(Dataset records about object locations)

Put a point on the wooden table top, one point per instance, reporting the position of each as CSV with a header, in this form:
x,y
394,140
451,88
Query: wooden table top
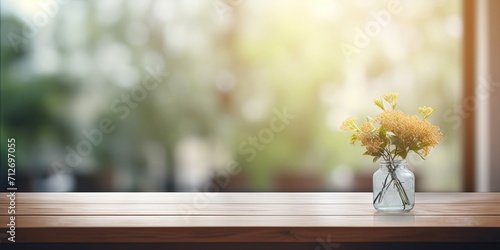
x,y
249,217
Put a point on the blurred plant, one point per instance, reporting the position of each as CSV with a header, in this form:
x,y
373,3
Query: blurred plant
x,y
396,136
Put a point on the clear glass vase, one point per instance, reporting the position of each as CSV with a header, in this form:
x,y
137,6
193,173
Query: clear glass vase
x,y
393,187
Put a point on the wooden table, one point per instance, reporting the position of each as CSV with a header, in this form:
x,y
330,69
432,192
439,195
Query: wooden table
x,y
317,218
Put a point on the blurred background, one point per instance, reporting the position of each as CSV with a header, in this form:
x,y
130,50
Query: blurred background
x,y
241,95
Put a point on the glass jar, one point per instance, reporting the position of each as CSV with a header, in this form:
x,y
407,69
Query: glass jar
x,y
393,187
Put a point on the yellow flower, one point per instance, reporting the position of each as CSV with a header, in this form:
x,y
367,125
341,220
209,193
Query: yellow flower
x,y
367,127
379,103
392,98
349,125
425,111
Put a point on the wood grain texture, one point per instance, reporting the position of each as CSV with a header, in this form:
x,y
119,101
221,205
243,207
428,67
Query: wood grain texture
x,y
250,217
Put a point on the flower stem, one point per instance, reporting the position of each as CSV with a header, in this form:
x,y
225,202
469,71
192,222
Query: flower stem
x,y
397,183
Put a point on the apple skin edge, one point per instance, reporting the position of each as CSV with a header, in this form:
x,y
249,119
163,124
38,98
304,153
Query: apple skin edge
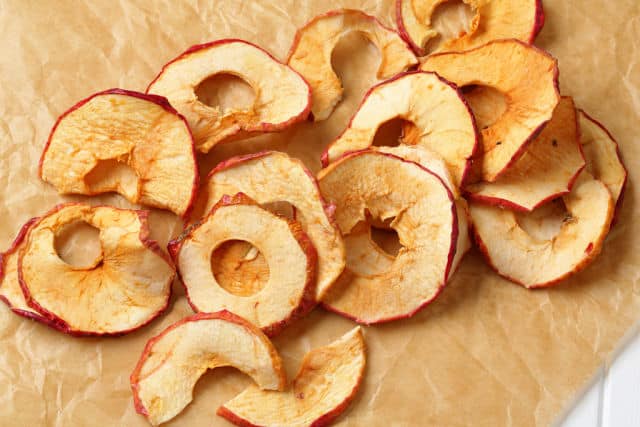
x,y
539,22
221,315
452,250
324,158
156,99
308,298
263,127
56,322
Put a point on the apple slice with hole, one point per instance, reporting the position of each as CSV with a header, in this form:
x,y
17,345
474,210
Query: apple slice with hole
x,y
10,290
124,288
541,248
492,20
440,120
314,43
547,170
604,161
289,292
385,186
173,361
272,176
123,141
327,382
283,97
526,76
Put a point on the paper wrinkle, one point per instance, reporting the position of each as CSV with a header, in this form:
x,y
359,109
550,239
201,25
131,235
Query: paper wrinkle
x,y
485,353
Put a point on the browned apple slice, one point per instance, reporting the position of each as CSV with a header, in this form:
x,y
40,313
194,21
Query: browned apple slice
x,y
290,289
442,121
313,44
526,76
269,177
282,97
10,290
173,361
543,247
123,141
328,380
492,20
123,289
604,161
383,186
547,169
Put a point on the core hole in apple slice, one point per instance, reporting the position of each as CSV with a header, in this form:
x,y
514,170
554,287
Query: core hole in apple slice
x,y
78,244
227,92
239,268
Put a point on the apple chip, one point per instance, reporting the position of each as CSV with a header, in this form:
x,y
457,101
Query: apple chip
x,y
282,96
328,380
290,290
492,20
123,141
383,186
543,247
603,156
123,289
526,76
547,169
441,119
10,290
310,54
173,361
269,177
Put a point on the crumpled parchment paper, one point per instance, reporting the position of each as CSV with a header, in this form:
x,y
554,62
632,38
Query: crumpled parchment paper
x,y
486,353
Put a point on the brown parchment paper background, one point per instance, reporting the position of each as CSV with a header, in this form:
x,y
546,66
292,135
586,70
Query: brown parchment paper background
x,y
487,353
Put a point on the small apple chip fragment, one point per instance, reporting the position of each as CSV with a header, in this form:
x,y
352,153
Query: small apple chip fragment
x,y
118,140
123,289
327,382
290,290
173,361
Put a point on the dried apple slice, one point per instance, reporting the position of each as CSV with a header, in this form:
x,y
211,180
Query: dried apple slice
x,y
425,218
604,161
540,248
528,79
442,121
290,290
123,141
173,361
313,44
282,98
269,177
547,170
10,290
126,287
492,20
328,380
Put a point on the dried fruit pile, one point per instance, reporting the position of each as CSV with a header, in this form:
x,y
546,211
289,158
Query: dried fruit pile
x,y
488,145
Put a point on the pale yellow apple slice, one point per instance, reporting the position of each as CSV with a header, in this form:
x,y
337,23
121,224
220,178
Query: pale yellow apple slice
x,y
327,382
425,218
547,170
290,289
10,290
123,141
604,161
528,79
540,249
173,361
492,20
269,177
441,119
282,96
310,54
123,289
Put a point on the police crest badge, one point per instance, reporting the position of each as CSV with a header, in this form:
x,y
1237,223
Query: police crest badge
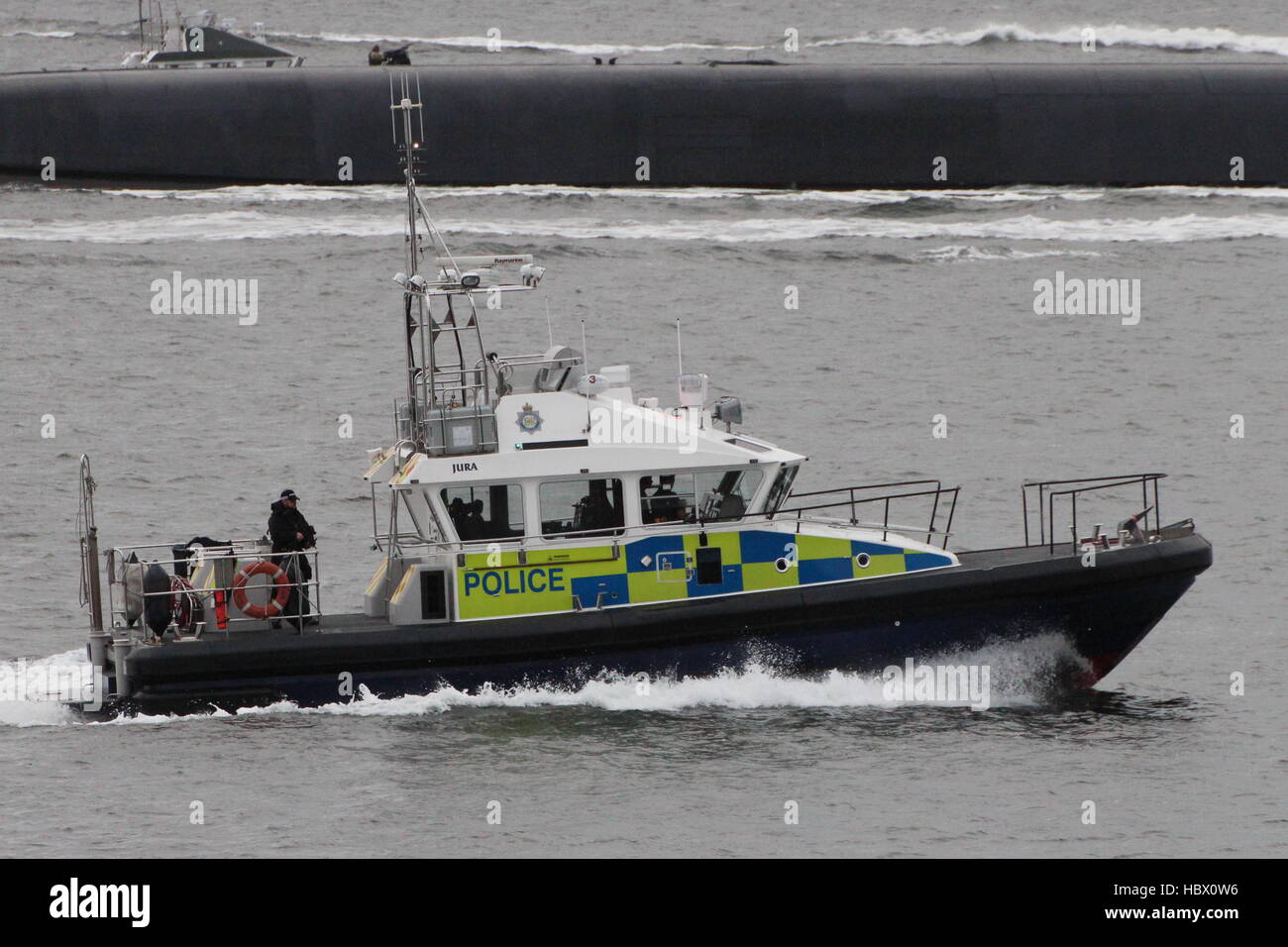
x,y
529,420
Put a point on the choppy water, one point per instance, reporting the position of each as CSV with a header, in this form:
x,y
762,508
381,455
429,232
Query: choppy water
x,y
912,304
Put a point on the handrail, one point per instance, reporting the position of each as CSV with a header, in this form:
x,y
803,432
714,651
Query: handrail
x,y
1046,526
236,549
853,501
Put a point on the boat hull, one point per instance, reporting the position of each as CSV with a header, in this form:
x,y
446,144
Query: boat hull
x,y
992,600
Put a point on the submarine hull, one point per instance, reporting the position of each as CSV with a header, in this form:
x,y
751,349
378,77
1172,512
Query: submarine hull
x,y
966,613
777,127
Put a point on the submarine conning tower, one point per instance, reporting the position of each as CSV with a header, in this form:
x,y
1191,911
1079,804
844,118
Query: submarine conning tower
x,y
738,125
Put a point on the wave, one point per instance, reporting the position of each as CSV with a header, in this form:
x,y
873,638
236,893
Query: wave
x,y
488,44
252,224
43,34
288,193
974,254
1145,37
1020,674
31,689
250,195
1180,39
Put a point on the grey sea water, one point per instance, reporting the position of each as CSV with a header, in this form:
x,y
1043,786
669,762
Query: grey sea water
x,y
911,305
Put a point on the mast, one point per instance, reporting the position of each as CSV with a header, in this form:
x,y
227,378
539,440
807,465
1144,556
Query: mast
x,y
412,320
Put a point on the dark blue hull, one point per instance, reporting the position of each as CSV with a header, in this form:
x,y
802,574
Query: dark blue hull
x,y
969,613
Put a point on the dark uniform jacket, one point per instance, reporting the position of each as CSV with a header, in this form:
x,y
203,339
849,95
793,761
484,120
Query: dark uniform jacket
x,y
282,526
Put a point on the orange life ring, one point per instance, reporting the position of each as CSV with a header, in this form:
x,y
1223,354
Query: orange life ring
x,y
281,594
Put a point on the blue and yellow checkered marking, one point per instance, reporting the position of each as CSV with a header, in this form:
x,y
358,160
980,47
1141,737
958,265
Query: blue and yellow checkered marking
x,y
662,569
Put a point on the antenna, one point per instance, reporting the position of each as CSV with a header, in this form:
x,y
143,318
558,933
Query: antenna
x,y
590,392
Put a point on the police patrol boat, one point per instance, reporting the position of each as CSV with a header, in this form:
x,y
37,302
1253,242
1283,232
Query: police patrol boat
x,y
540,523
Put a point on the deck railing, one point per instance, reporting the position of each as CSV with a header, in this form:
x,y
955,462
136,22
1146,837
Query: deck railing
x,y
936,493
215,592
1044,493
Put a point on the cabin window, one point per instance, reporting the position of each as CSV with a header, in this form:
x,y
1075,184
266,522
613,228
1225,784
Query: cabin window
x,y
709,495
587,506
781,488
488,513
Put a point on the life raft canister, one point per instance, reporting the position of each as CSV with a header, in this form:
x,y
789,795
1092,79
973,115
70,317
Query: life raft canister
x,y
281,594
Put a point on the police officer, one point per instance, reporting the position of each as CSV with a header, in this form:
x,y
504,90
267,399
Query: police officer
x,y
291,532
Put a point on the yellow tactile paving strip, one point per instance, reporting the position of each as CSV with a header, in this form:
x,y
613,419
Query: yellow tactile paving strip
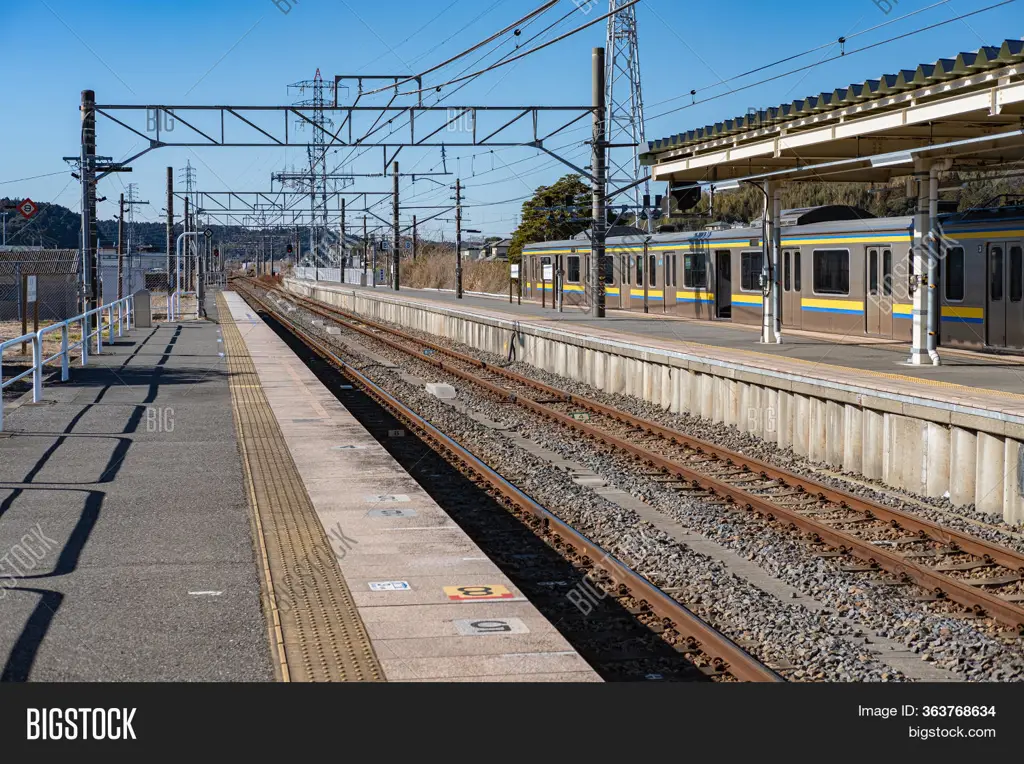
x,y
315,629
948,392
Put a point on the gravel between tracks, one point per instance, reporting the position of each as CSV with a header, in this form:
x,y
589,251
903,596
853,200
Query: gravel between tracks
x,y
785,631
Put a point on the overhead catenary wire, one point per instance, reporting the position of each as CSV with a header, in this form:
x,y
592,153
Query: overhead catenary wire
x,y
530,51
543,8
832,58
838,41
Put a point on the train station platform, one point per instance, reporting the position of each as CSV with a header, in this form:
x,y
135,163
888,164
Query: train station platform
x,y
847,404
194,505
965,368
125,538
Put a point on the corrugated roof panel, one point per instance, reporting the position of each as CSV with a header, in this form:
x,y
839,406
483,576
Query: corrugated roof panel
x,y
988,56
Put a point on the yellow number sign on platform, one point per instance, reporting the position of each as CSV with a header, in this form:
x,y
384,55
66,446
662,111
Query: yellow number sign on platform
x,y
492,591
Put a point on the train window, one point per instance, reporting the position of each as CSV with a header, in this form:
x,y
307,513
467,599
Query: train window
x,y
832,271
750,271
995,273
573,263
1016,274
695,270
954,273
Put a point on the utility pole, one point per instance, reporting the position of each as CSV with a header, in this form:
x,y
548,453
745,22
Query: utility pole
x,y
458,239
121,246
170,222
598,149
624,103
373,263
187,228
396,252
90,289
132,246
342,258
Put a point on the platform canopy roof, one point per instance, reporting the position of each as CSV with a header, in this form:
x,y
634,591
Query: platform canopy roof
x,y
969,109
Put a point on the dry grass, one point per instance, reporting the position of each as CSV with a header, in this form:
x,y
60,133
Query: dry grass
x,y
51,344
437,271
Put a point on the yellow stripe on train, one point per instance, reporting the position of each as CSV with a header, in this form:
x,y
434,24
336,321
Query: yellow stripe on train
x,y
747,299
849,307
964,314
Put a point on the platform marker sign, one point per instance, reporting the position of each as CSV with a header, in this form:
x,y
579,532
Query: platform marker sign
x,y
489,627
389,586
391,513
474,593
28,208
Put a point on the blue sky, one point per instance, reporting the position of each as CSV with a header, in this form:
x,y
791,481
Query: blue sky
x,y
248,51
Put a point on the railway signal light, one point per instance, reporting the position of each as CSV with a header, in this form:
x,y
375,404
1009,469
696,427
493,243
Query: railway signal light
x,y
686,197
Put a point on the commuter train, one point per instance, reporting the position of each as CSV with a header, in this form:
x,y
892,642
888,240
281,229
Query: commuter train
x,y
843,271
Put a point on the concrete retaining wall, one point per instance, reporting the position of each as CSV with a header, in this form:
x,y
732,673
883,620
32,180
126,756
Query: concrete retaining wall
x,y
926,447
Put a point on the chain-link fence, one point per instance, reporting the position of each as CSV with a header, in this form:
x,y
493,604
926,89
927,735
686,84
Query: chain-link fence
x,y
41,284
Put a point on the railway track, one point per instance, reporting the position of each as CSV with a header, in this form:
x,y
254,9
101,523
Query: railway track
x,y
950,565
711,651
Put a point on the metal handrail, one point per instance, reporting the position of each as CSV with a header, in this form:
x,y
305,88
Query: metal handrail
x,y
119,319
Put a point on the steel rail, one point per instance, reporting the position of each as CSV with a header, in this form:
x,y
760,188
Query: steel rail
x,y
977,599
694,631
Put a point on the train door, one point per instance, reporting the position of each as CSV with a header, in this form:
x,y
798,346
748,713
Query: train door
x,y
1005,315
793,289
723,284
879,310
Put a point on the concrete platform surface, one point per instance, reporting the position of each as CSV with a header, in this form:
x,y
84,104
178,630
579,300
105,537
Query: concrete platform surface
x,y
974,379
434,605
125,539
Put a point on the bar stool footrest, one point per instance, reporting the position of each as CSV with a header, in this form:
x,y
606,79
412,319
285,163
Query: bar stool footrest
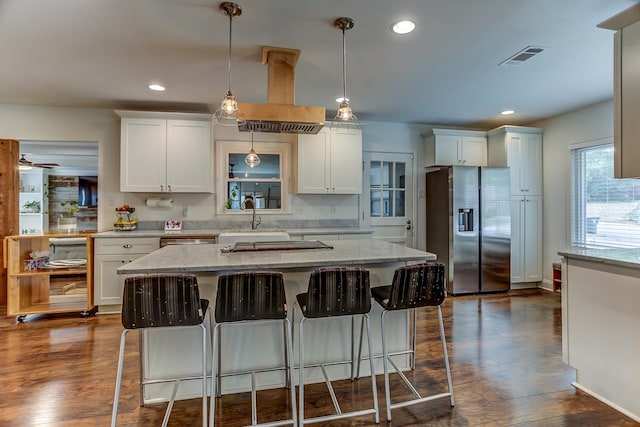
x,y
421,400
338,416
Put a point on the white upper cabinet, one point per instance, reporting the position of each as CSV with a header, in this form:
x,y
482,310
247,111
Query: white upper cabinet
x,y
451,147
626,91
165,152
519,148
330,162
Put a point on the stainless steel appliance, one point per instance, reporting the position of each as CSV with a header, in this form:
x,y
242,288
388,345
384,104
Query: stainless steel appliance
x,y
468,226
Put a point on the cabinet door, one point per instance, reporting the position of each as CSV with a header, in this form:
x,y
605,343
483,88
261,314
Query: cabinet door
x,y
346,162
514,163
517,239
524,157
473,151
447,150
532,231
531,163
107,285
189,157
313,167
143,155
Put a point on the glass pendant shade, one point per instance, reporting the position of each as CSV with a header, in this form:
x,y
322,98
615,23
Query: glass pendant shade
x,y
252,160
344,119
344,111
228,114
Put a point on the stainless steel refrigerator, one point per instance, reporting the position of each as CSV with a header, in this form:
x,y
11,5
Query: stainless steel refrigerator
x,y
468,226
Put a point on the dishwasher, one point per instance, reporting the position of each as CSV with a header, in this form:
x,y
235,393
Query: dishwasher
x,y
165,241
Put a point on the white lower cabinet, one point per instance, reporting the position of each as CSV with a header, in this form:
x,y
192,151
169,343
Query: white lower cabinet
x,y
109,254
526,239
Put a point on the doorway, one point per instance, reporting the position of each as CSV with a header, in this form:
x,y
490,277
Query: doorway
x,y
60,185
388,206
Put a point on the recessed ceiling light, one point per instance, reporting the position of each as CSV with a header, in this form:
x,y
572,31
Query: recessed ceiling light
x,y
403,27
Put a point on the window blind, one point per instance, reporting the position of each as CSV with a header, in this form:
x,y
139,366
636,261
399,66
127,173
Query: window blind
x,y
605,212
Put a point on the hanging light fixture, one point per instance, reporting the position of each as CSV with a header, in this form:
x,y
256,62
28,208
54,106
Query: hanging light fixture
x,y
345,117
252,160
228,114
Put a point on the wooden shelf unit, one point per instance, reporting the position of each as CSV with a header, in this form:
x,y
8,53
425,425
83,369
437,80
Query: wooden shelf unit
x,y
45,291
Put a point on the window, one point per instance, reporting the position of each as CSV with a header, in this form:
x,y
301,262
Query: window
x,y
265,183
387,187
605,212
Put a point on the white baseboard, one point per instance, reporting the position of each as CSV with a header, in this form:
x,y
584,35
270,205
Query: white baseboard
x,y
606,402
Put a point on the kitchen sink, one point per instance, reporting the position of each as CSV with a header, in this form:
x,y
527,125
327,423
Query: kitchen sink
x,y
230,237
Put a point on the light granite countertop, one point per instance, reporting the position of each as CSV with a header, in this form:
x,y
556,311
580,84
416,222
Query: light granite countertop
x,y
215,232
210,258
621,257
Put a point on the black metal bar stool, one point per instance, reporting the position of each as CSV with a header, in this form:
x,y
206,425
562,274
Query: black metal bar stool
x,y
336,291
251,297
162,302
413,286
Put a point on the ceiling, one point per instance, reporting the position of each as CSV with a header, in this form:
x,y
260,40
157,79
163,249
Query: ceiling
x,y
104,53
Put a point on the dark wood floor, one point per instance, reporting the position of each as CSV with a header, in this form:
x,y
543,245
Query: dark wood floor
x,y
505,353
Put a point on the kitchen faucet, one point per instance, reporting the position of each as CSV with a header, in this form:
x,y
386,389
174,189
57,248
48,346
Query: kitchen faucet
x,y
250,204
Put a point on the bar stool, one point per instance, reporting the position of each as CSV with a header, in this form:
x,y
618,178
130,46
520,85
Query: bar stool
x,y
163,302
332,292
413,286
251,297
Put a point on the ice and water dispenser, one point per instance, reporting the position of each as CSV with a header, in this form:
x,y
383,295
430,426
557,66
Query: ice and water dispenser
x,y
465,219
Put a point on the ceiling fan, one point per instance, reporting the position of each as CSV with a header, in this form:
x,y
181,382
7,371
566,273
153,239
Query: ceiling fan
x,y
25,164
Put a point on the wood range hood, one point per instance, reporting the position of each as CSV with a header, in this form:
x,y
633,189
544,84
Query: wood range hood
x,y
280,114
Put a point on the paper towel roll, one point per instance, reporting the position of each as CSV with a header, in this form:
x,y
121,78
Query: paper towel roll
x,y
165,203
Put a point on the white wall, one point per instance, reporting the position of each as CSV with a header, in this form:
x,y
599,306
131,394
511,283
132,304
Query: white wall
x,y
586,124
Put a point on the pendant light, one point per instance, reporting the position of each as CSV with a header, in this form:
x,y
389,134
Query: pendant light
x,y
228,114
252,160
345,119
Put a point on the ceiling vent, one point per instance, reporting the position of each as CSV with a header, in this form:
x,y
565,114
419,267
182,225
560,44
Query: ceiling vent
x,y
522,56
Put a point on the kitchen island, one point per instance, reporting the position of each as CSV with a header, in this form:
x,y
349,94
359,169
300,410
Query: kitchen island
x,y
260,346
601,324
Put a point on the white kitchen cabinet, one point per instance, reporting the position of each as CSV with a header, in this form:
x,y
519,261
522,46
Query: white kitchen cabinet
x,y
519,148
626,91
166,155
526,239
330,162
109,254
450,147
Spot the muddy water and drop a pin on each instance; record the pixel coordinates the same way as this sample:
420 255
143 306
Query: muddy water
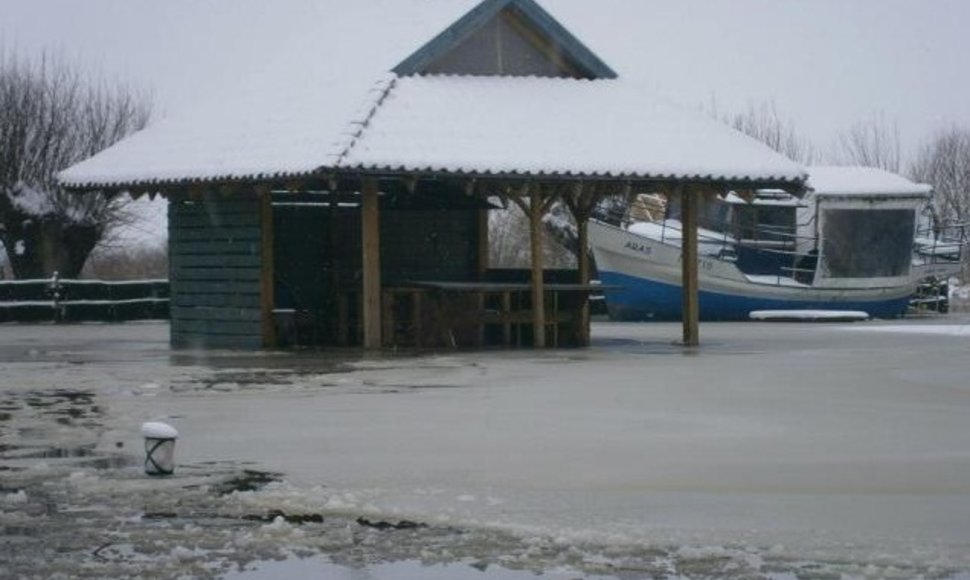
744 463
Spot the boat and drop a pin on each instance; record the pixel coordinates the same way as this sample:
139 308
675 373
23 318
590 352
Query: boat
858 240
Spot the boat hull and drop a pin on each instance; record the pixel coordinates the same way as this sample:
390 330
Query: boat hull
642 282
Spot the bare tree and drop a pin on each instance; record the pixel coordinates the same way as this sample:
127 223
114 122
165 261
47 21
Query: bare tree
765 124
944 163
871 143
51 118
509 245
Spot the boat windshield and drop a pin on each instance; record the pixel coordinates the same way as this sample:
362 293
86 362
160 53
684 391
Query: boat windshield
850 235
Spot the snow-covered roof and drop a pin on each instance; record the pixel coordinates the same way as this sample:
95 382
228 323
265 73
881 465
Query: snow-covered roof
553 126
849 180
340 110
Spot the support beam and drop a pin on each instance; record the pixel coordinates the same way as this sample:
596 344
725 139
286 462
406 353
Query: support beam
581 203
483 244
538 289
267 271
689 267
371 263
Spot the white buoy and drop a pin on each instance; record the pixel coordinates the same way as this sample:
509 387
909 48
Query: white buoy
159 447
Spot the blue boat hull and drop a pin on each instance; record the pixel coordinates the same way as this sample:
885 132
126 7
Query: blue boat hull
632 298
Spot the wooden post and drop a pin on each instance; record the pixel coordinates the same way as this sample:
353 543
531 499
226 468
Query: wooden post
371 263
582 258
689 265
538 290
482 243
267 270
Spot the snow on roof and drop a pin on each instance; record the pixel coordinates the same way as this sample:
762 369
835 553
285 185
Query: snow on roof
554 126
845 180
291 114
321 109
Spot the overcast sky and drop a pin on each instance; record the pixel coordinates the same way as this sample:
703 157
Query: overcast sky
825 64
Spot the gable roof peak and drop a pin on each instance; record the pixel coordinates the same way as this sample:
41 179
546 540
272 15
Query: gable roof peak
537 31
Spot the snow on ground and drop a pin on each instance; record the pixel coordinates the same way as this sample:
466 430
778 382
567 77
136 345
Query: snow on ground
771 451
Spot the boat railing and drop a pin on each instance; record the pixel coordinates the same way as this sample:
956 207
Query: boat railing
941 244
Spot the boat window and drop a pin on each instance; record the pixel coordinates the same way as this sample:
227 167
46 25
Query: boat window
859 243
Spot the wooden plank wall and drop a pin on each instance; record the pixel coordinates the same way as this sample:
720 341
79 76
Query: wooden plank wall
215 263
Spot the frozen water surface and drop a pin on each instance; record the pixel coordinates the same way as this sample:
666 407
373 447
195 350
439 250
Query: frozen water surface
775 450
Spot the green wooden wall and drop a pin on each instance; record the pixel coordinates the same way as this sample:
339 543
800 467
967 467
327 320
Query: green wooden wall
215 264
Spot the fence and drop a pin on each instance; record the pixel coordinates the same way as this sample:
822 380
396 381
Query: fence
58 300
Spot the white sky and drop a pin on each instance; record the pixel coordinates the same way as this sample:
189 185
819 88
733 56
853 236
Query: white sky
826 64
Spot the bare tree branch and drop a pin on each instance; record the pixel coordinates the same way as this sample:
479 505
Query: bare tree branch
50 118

# Task statement
Return the line that contains "Spot the gable" and all lines after it, verbatim, and nothing else.

# Task response
Spot the gable roof peak and drop a pin on each instance; record the pixel coordinates the same way as this sample:
41 179
546 540
272 15
Query: gable roof peak
537 31
Spot the snow on ground and drop a pin on each instance; record the pixel coordinates the same way as this sample:
466 430
778 382
567 77
136 345
Query: snow on ground
771 451
Spot the boat railing and drop a pin on each instance; record the pixel coordinates the same way as this sample:
956 207
Query: boat railing
941 244
Spot the boat window and drop a pin on each instance; record the pixel coordinates the same way as this sample:
227 167
46 25
Query: boat window
859 243
Spot the wooden plank wall and drop a pin on each instance; record the pixel coordinates the same way as this sample:
720 341
79 76
Query: wooden plank wall
215 263
Spot the frozen water surface and drop a pin on each instance; record the pixel coordinates the same way as this sample:
666 407
373 447
195 350
439 250
Query: frozen water surface
775 450
Spot the green wooden wall and drop a pin on each instance; record the pixel coordinates the same way as this sample:
339 543
800 467
967 467
327 320
Query: green wooden wall
215 264
Spot the fence and drop a pin on each instance; record the pixel coordinates the same way as this sample:
822 380
396 381
Query: fence
58 300
Spot the white sky and drop a pin on each instance; record the pixel coordinates the same way as this sample:
189 185
819 88
733 56
853 236
Query: white sky
826 64
Spot the bare tree branch and drop a pin on each instance; record the pixel coordinates the same way as this sample:
479 505
Query: bare tree branch
50 118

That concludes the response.